--- EXERCISE DESCRIPTION ---
Beginning at the line that contains "Task: point out each instance of the bowl", transcribe the remaining lines of the listing exactly; include the final line and omit everything before.

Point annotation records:
******************************

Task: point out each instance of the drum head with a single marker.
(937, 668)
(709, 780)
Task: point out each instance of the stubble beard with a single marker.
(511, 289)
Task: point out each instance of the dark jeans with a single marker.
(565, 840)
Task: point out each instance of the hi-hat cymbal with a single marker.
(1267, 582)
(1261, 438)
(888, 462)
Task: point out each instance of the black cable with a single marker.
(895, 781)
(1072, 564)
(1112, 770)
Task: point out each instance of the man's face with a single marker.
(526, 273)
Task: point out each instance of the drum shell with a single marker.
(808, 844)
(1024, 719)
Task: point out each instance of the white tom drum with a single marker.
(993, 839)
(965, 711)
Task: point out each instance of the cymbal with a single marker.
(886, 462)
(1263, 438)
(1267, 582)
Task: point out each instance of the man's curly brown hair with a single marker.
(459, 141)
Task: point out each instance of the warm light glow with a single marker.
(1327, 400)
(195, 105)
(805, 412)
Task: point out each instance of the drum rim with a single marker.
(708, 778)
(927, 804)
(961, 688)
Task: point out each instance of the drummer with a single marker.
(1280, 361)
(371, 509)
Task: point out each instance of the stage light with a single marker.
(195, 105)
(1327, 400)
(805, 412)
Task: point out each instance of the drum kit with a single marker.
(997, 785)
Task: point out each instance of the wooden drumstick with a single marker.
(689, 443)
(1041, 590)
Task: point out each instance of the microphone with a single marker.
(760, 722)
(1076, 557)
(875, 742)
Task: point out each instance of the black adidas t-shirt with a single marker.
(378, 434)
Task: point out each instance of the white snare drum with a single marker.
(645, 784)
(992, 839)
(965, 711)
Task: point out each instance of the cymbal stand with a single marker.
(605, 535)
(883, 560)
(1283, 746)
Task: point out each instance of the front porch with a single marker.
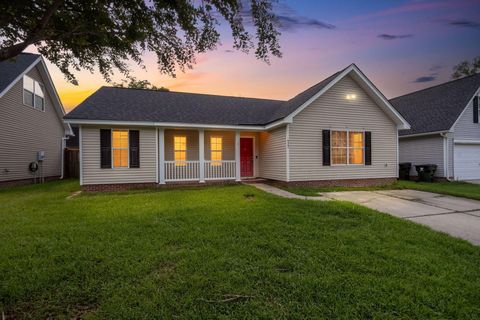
(206, 155)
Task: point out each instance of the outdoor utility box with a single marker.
(40, 155)
(404, 170)
(426, 172)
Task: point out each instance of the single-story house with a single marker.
(340, 131)
(32, 129)
(445, 128)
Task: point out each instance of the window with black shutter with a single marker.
(105, 149)
(134, 146)
(368, 148)
(326, 147)
(475, 109)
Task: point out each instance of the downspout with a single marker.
(64, 143)
(446, 165)
(287, 153)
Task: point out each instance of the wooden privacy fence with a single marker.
(72, 163)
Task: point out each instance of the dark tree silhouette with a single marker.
(106, 34)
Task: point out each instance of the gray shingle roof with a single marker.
(436, 108)
(123, 104)
(11, 69)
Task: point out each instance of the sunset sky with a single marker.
(401, 46)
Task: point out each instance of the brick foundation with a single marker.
(134, 186)
(372, 182)
(23, 182)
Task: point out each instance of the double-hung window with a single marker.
(33, 93)
(180, 150)
(347, 147)
(216, 150)
(120, 148)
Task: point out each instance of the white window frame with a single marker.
(180, 163)
(34, 94)
(128, 150)
(348, 148)
(216, 162)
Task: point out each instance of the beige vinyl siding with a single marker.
(332, 111)
(423, 150)
(273, 154)
(24, 131)
(465, 129)
(93, 174)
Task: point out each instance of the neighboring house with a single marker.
(340, 131)
(31, 121)
(445, 129)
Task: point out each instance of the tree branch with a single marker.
(35, 36)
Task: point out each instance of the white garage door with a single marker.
(467, 161)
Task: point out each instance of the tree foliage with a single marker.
(466, 68)
(138, 84)
(106, 34)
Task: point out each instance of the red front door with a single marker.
(246, 157)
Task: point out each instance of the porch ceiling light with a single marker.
(351, 96)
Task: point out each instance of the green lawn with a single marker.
(223, 252)
(459, 189)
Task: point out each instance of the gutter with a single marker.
(269, 126)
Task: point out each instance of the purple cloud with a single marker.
(425, 79)
(385, 36)
(465, 24)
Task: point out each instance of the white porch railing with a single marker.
(220, 170)
(182, 170)
(190, 170)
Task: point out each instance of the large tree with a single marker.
(107, 34)
(466, 68)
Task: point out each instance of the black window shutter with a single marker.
(368, 148)
(134, 147)
(105, 148)
(475, 109)
(326, 147)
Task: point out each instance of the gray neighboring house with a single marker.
(341, 131)
(31, 121)
(445, 128)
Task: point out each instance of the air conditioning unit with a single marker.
(40, 155)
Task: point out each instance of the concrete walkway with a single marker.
(283, 193)
(458, 217)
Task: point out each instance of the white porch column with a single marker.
(237, 156)
(201, 154)
(161, 155)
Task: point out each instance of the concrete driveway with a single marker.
(458, 217)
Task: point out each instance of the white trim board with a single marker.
(466, 141)
(424, 134)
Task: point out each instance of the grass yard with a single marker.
(223, 252)
(456, 188)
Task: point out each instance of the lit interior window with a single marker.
(339, 147)
(216, 149)
(120, 148)
(356, 148)
(180, 150)
(347, 151)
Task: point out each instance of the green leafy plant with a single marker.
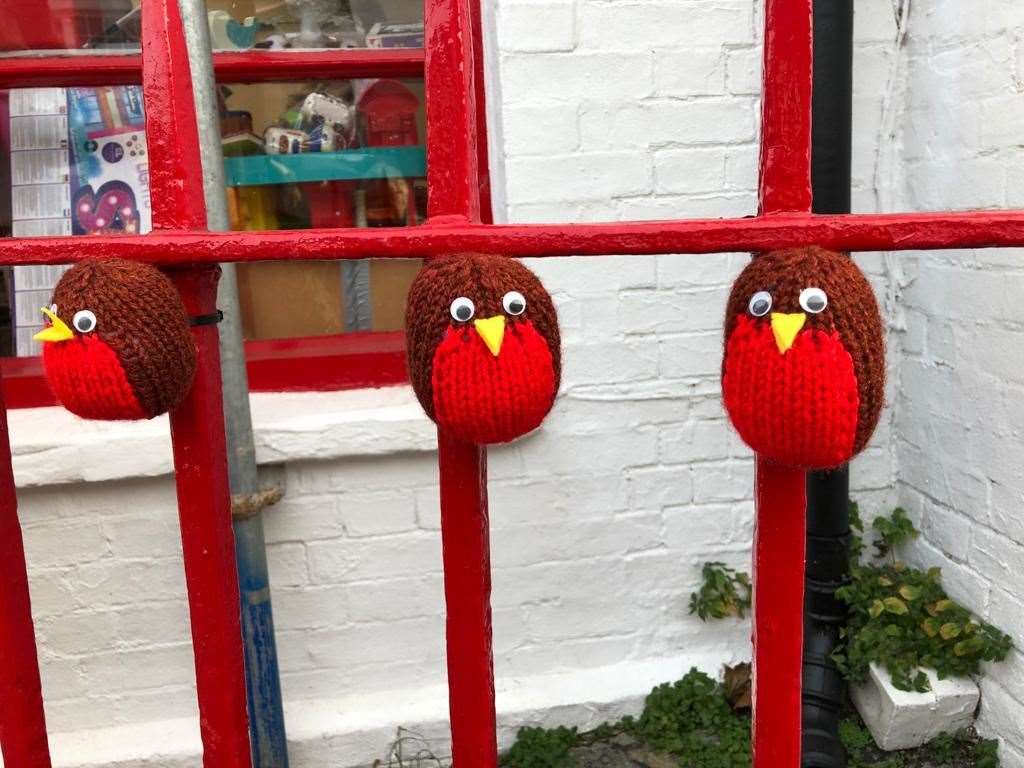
(410, 750)
(724, 592)
(542, 748)
(946, 751)
(893, 530)
(902, 619)
(692, 720)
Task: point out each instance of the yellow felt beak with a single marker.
(492, 330)
(56, 331)
(785, 328)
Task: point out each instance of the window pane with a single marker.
(73, 161)
(288, 25)
(59, 25)
(336, 154)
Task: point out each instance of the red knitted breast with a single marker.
(798, 409)
(482, 398)
(88, 380)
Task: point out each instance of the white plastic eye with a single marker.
(462, 309)
(760, 304)
(813, 300)
(514, 302)
(84, 322)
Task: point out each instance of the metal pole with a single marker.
(266, 717)
(827, 493)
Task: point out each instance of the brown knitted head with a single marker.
(484, 354)
(804, 367)
(118, 343)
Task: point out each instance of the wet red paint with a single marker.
(198, 424)
(907, 231)
(779, 547)
(785, 107)
(455, 196)
(465, 537)
(780, 494)
(23, 721)
(208, 541)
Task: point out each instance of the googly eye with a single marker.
(514, 302)
(462, 309)
(813, 300)
(84, 322)
(760, 304)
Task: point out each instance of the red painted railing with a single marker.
(459, 203)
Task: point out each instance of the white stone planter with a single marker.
(901, 720)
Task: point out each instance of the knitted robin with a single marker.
(484, 354)
(117, 344)
(803, 376)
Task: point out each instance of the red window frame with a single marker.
(457, 221)
(315, 364)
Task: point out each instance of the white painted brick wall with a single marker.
(605, 110)
(960, 407)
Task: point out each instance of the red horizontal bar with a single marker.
(315, 364)
(86, 70)
(249, 67)
(847, 232)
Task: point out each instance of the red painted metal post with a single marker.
(208, 541)
(785, 107)
(23, 721)
(453, 170)
(779, 545)
(466, 540)
(198, 424)
(454, 188)
(780, 538)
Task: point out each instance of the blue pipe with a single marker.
(266, 714)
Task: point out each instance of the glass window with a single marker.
(73, 161)
(335, 154)
(288, 25)
(69, 25)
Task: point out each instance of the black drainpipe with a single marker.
(827, 493)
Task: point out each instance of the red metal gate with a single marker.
(459, 211)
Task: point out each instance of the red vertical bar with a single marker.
(779, 547)
(780, 539)
(453, 171)
(483, 163)
(198, 424)
(465, 534)
(23, 721)
(785, 104)
(454, 190)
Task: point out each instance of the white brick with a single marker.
(687, 171)
(693, 72)
(541, 129)
(668, 122)
(743, 71)
(629, 26)
(562, 77)
(605, 174)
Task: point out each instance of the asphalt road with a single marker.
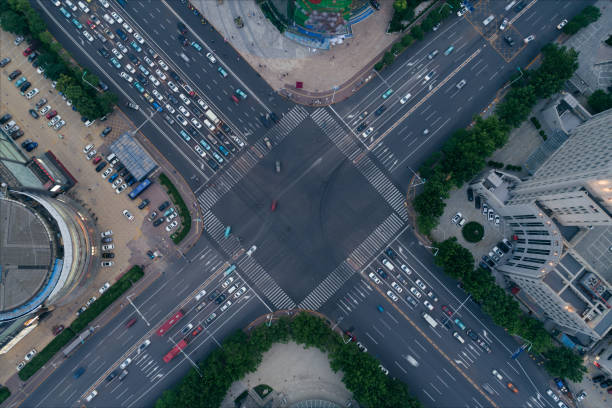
(336, 209)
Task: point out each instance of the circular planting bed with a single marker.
(473, 231)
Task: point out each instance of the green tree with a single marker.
(563, 362)
(600, 101)
(13, 22)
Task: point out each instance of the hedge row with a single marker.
(81, 322)
(241, 354)
(176, 198)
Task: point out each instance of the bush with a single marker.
(4, 394)
(473, 232)
(81, 322)
(176, 198)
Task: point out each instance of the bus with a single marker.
(175, 350)
(430, 320)
(170, 322)
(139, 188)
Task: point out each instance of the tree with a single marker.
(563, 362)
(13, 22)
(600, 101)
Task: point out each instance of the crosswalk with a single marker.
(264, 282)
(383, 185)
(242, 165)
(216, 230)
(372, 245)
(337, 132)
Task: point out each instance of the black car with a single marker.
(14, 74)
(144, 203)
(380, 110)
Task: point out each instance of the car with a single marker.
(397, 287)
(30, 355)
(211, 58)
(456, 218)
(128, 215)
(374, 278)
(559, 26)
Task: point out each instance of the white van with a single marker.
(83, 7)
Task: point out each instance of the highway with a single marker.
(321, 224)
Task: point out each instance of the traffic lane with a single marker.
(101, 68)
(390, 338)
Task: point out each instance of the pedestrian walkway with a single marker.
(337, 132)
(383, 185)
(264, 282)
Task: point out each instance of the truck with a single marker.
(175, 350)
(429, 320)
(213, 118)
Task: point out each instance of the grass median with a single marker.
(81, 322)
(178, 201)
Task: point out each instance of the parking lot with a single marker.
(131, 238)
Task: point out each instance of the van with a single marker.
(83, 7)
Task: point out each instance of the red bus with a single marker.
(175, 350)
(171, 322)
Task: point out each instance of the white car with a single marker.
(227, 282)
(126, 76)
(392, 295)
(183, 98)
(374, 278)
(239, 292)
(156, 93)
(138, 38)
(160, 74)
(163, 65)
(210, 57)
(125, 363)
(172, 86)
(184, 111)
(195, 123)
(406, 269)
(88, 36)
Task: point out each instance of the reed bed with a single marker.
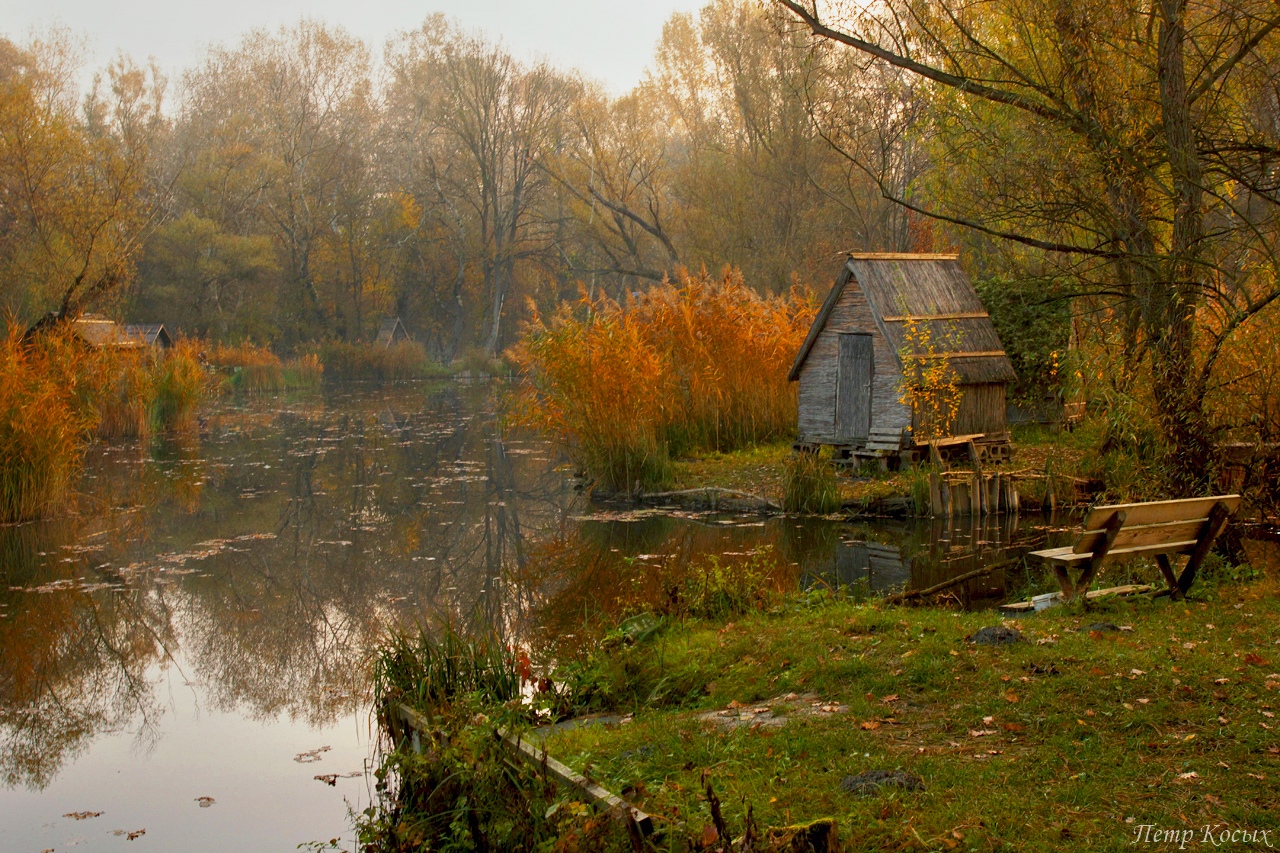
(698, 364)
(405, 360)
(809, 484)
(127, 395)
(181, 382)
(45, 419)
(255, 369)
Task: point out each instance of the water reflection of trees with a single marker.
(269, 555)
(76, 662)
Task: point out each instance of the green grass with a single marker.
(1083, 731)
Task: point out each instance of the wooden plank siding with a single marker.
(818, 375)
(877, 295)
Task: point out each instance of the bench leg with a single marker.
(1166, 569)
(1064, 580)
(1214, 525)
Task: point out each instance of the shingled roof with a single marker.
(931, 290)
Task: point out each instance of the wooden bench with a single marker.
(1159, 529)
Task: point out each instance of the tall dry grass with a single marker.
(405, 360)
(179, 382)
(699, 364)
(248, 366)
(255, 369)
(45, 416)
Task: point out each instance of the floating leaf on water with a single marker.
(311, 756)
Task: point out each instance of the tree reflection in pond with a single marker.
(257, 562)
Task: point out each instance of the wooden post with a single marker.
(1166, 569)
(1214, 525)
(1110, 529)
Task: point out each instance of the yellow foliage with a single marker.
(698, 364)
(929, 384)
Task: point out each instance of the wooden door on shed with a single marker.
(854, 373)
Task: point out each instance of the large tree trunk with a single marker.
(1171, 318)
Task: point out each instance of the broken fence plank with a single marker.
(563, 774)
(1054, 600)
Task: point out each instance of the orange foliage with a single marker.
(699, 364)
(45, 416)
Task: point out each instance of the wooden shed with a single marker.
(850, 365)
(391, 333)
(152, 334)
(101, 333)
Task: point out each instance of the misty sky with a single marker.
(608, 40)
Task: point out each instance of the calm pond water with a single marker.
(190, 652)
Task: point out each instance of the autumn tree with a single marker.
(1132, 145)
(77, 197)
(476, 128)
(279, 133)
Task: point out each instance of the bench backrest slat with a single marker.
(1151, 523)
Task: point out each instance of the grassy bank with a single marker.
(1095, 725)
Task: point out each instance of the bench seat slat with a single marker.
(1160, 511)
(1066, 556)
(1142, 534)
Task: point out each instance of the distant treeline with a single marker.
(297, 187)
(1106, 170)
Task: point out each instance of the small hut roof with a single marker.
(935, 293)
(149, 333)
(100, 332)
(392, 331)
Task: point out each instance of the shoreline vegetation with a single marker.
(745, 717)
(58, 395)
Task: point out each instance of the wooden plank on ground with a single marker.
(562, 772)
(1016, 607)
(956, 315)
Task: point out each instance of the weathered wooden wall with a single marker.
(982, 410)
(851, 313)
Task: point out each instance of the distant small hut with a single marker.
(850, 365)
(391, 333)
(101, 333)
(152, 334)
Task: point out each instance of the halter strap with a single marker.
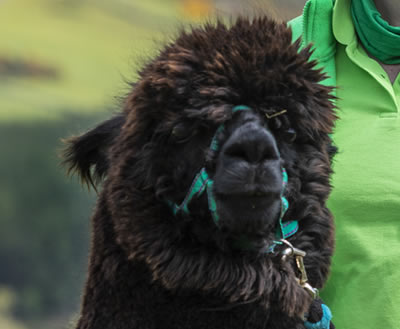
(202, 182)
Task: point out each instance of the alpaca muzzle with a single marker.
(202, 183)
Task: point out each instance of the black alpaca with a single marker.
(251, 94)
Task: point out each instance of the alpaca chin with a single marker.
(254, 217)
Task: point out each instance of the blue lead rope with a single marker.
(202, 182)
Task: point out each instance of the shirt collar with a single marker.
(342, 23)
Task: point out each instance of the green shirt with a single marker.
(364, 288)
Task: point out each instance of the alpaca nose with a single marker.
(252, 143)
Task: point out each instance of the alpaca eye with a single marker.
(290, 135)
(181, 132)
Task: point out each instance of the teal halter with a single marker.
(202, 182)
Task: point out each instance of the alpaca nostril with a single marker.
(253, 146)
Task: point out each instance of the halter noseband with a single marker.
(202, 182)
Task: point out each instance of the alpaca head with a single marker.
(185, 102)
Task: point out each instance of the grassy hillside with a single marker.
(91, 46)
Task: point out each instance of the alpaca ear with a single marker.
(87, 155)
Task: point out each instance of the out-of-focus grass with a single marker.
(7, 299)
(92, 44)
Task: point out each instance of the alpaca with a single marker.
(221, 150)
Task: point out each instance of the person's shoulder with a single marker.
(296, 25)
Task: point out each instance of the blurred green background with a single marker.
(64, 65)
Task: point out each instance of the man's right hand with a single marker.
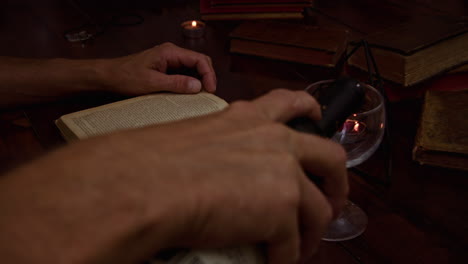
(231, 178)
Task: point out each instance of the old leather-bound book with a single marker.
(417, 49)
(287, 41)
(442, 137)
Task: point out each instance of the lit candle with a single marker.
(193, 29)
(353, 127)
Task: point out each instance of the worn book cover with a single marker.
(415, 50)
(137, 112)
(289, 42)
(442, 137)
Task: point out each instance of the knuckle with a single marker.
(281, 92)
(278, 132)
(241, 106)
(326, 215)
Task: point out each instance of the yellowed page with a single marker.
(139, 112)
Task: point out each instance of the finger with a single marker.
(179, 57)
(327, 160)
(282, 105)
(315, 214)
(176, 83)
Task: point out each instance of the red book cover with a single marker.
(206, 8)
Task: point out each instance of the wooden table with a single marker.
(421, 217)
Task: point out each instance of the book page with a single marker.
(240, 255)
(139, 112)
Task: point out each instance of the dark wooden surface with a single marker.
(422, 217)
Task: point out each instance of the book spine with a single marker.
(282, 52)
(205, 8)
(252, 16)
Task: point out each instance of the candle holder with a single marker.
(193, 28)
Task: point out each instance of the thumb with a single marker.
(178, 84)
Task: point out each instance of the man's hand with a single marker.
(145, 72)
(25, 81)
(231, 178)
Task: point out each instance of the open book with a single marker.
(149, 110)
(137, 112)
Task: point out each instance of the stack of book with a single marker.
(253, 9)
(287, 41)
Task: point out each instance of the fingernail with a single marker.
(194, 86)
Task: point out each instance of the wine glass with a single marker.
(360, 135)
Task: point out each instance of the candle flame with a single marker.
(356, 126)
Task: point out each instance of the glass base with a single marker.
(350, 224)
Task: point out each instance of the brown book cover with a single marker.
(289, 42)
(418, 49)
(253, 16)
(442, 137)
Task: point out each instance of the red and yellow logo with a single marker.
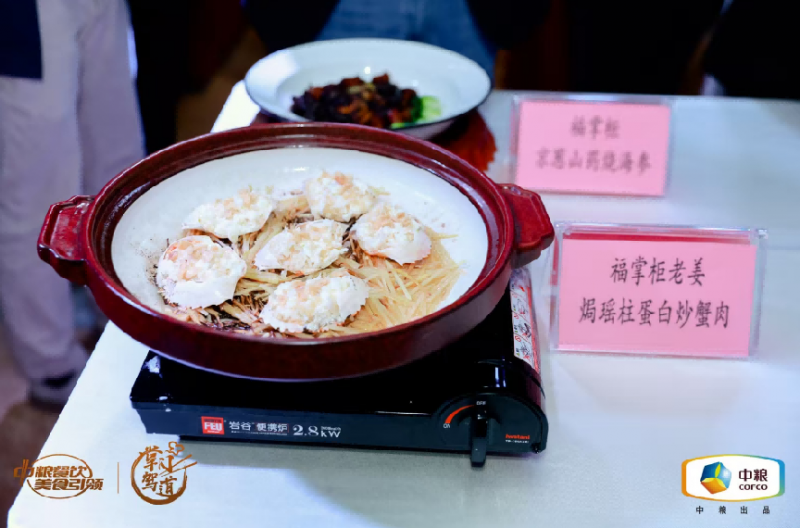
(58, 476)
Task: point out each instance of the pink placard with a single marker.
(593, 148)
(686, 298)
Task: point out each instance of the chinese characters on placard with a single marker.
(650, 311)
(606, 160)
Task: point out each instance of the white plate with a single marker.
(155, 217)
(459, 83)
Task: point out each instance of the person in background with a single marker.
(623, 46)
(473, 28)
(753, 49)
(68, 124)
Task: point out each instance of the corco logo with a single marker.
(733, 478)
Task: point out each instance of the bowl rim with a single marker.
(470, 177)
(289, 116)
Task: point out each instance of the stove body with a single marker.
(483, 394)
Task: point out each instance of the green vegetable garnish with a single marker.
(426, 108)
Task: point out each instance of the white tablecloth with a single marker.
(620, 427)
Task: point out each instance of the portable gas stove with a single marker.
(482, 394)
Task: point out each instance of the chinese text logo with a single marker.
(733, 478)
(715, 477)
(159, 477)
(58, 476)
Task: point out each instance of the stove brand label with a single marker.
(258, 428)
(213, 425)
(525, 344)
(273, 429)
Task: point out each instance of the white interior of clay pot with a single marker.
(155, 219)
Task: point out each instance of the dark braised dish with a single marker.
(378, 103)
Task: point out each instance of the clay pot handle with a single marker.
(532, 228)
(60, 241)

******************************

--- EXERCISE RESULT ---
Task: point out each instance of the bowl rim with a single marker.
(470, 177)
(289, 116)
Task: point out each instance of the stove body with a single marker.
(483, 394)
Task: point out each instance of the green vegetable garnish with a single marker.
(426, 108)
Task: point out each instance of the white tablecloth with a single marker.
(620, 427)
Task: point out each instance of the portable gas stove with a single marker.
(482, 394)
Task: point out each instance of the chinese text logo with a single marker.
(733, 478)
(715, 477)
(159, 477)
(58, 476)
Task: point out each instance of the stove brand label with a single marker.
(258, 428)
(213, 425)
(525, 344)
(273, 429)
Task: point out each instance of the white interior of clay pot with a single marker.
(155, 219)
Task: point out each instance of the dark braised dish with a single marker.
(378, 103)
Task: point out each instance of the clay pot handle with a single marker.
(532, 228)
(60, 241)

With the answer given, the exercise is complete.